#### Selected passage ####

4 Algorithms for the DMA Mapping Problem Solution 24

9. IF a number of black components is more than 1 THEN go to step 2 ELSE 
{choose for the last black component the allocation with minimum cost 
using matrix C. STOP, a best DMA allocation is found}

Steps 4 and 5 of the algorithm are executed by the procedure of the cost 
matrix transformation to H0, as described in Section 3.2, respectively 
by the procedure of interconnection matrix transformations presented in 
Section 3.1.3.

As mentioned above, it is a separate combinatorial problem to construct 
a minimal set of acceptable DCS computers from an original set of 
acceptable computers. Therefore we have developed the algorithm in such 
a way that this problem could be taken into account.

Let us define a redundant computer for a current acceptable DMA 
allocation in the DCS. This is a computer, without which an acceptable 
DMA allocation with a cost less than the cost of the current DMA 
allocation can be obtained. In such an acceptable DMA allocation, only 
white components can be retained on the redundant computer, all black 
components must be removed from it to other acceptable computers.

#### Material ####

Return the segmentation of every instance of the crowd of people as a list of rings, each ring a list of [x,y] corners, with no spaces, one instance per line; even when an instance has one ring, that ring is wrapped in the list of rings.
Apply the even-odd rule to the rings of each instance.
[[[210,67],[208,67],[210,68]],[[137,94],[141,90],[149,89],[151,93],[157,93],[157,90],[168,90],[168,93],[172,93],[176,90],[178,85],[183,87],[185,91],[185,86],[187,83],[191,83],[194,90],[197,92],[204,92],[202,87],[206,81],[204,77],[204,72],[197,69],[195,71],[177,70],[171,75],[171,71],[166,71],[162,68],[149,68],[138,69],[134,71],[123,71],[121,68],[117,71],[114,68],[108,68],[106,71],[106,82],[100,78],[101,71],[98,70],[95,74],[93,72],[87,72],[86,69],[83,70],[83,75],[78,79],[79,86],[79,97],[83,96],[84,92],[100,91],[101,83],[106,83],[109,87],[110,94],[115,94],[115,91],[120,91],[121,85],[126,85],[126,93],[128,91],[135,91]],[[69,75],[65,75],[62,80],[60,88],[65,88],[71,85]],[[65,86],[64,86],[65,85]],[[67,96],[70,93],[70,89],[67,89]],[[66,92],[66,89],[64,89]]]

####
#### Material ####

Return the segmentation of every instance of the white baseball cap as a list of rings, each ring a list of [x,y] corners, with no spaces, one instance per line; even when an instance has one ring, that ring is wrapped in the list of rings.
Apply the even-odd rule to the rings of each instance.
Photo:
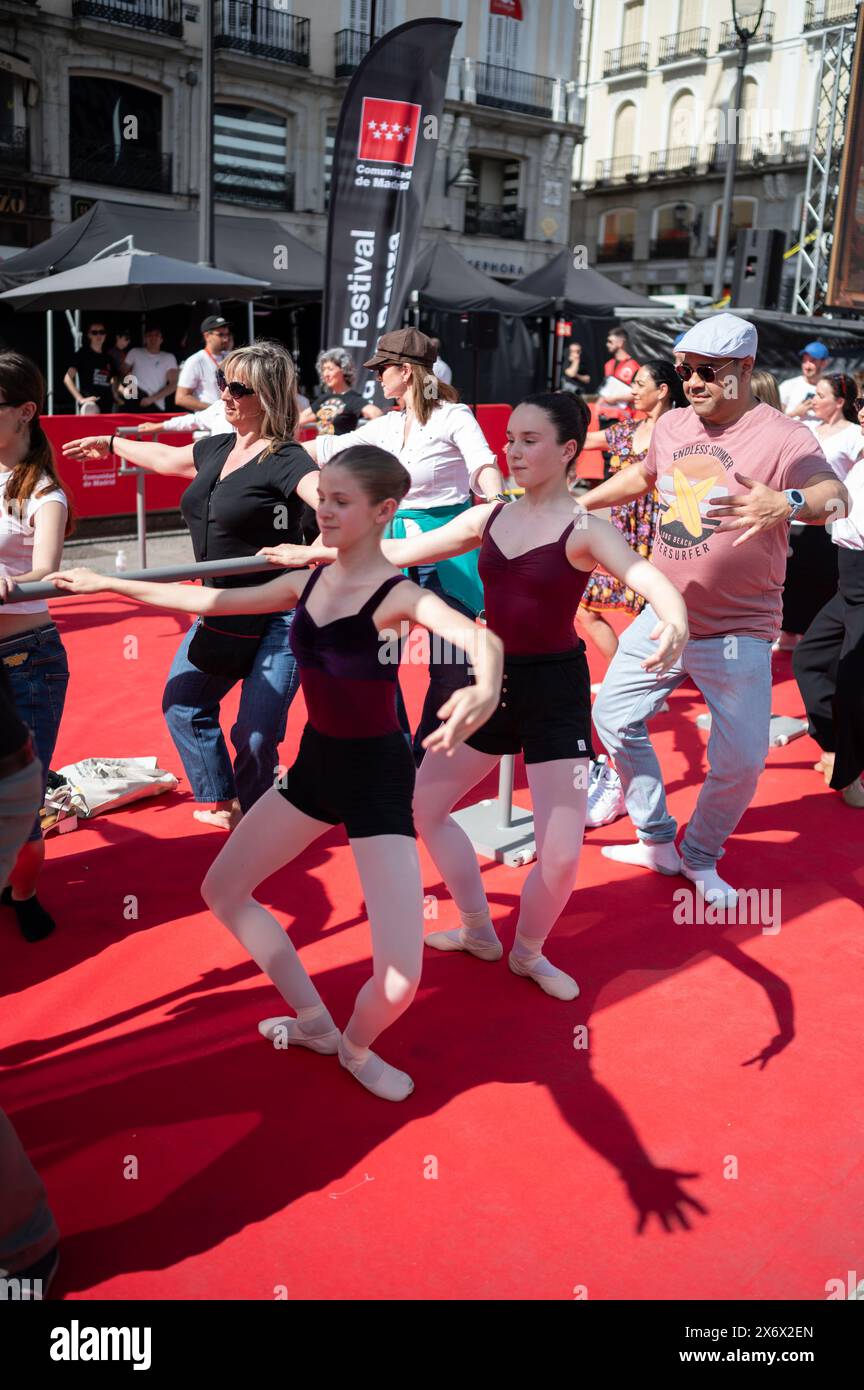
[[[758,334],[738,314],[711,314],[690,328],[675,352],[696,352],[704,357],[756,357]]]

####

Exercise task →
List every step number that the algorithm excerpt mentions together with the word "step" or "steps."

Result of the exercise →
The algorithm excerpt mentions step 2, step 4, and step 5.